BEGIN Data for analysis

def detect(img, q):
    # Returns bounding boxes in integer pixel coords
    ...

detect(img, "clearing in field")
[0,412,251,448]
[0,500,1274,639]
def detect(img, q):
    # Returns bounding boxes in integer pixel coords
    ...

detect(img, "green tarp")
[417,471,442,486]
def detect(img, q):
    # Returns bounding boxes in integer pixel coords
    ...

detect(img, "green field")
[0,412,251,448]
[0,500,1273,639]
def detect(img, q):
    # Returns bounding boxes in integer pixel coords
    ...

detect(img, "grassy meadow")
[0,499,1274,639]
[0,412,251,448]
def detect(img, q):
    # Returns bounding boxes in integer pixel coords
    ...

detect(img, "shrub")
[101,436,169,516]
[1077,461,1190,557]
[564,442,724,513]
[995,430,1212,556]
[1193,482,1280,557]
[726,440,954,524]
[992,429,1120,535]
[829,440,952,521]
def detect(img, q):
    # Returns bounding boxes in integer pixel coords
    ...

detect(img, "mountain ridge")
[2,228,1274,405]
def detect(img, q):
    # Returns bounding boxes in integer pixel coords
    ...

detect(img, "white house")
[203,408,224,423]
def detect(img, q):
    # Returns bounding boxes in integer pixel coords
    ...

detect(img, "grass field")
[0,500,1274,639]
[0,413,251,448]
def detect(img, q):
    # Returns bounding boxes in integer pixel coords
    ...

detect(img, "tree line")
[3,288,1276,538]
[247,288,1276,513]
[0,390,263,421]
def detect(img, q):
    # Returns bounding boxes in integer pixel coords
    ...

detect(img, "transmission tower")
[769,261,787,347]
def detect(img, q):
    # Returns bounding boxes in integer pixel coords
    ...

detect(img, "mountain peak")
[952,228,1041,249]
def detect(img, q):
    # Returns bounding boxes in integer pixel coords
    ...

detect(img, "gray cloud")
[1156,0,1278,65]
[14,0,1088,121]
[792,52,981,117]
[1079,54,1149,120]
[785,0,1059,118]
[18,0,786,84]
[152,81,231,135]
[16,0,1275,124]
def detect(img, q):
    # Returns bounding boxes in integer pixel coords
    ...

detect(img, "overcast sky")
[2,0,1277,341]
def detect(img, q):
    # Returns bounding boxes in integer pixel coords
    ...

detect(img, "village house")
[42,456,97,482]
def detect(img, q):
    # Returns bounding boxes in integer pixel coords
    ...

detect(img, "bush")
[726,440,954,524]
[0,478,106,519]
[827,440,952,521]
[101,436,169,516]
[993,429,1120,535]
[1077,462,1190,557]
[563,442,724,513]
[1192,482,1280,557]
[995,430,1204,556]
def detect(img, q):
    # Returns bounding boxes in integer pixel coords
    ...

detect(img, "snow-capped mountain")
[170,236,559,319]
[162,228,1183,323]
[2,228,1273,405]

END Data for analysis

### What you are asked to do
Every record above should be output exactly.

### Answer to this task
def detect(img, q):
    # Returns bounding boxes in integer pixel coords
    ...

detect(img, "clearing in field")
[0,412,251,448]
[0,500,1274,639]
def detect(img, q):
    # Returns bounding boxes in integer pixel coords
    ...

detect(img, "green tarp")
[417,471,442,486]
def detect(img, q):
    # Returns bounding boxes in integer pixel coords
    ...

detect(img, "green field")
[0,412,251,448]
[0,500,1273,639]
def detect(img, q):
    # Returns bounding boxes in integer pixel coords
    ...

detect(img, "grassy meadow")
[0,499,1274,639]
[0,412,251,448]
def detect(img, q):
    # Returns bounding boxes in integer pixel coords
    ...

detect(img, "shrub")
[101,436,169,516]
[1077,461,1190,557]
[564,442,724,513]
[995,430,1212,556]
[1193,482,1280,557]
[726,440,954,524]
[992,429,1120,535]
[829,440,952,521]
def detect(img, q):
    # Returns bounding boxes in integer pixel coords
    ...

detect(img, "mountain ridge")
[2,228,1274,405]
def detect(img, q):
    # Returns bounding boxes in integer pixel coords
    ...

detect(img, "white house")
[203,408,224,423]
def detect(img, q):
    # Returns bounding boxes in integer pixel coords
    ...

detect(img, "grass field")
[0,500,1274,639]
[0,413,251,448]
def detect(img, q):
    # Returns bounding boxes in integer pixel coords
    ...

detect(img, "tree line")
[3,288,1276,538]
[247,288,1276,513]
[0,390,263,421]
def detect(img, q):
    # Returns bounding boxes in integer pixel coords
    ...

detect(img, "transmission tower")
[769,261,787,347]
def detect(img, q):
    # Returns bounding boxes in integer pixel coords
    ...

detect(img, "mountain peak")
[952,228,1041,249]
def detect(img, q):
    # Returns bounding boxes in integer pixel coords
    ...

detect(img, "gray cloud")
[1156,0,1278,65]
[14,0,1088,121]
[792,52,981,117]
[1079,54,1149,120]
[785,0,1059,118]
[18,0,786,84]
[152,81,231,135]
[16,0,1275,124]
def detect(img, q):
    # Returns bounding boxes in integer pixel coords
    ...

detect(img, "overcast sky")
[2,0,1277,341]
def detect(img, q):
    # Returns bounding boxes in integer pixel coords
    ...

detect(img, "village house")
[42,456,97,482]
def detect(img, q):
    # Returns bounding boxes in integer pixel coords
    ...

detect(img, "bush")
[726,440,954,524]
[0,478,106,519]
[827,440,952,521]
[101,436,169,516]
[993,429,1120,535]
[1077,462,1190,557]
[563,442,724,513]
[1192,482,1280,557]
[995,430,1204,556]
def detect(img, q):
    # Returns bounding boxes in integer pixel coords
    ...

detect(img, "snow-capped mountain")
[170,236,559,319]
[162,228,1183,323]
[2,228,1273,405]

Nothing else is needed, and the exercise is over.